━━━━━ DATASET
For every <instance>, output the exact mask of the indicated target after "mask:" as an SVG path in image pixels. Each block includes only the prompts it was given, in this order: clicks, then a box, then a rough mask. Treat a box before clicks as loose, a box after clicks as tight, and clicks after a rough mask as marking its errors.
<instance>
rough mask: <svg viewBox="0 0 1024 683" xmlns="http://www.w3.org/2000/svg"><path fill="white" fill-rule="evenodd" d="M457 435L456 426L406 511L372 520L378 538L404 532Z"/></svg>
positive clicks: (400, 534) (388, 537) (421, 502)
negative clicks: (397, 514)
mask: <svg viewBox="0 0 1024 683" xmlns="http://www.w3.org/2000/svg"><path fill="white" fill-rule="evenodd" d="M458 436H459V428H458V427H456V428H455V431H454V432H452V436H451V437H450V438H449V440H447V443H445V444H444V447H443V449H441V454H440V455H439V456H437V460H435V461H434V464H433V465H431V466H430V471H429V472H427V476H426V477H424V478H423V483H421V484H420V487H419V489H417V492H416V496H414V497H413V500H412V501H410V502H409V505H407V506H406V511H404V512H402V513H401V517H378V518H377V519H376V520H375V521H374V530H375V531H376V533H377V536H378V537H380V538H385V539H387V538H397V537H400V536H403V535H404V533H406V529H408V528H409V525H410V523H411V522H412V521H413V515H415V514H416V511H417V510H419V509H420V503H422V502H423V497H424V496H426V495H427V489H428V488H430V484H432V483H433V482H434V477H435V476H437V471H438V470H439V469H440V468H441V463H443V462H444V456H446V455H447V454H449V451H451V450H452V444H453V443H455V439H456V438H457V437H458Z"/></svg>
━━━━━━━━━━
Lines holding the word "instance" are the answer; copy every one from the records above.

• [FINAL ANSWER]:
For every <instance>, output the exact mask of the indicated target after "mask:" as an SVG path in image pixels. Each block includes only the prompts it was given, in this order: clicks, then a box, then a rough mask. Treat a box before clicks as loose, a box after clicks as tight, and clicks after a rough mask as marking its errors.
<instance>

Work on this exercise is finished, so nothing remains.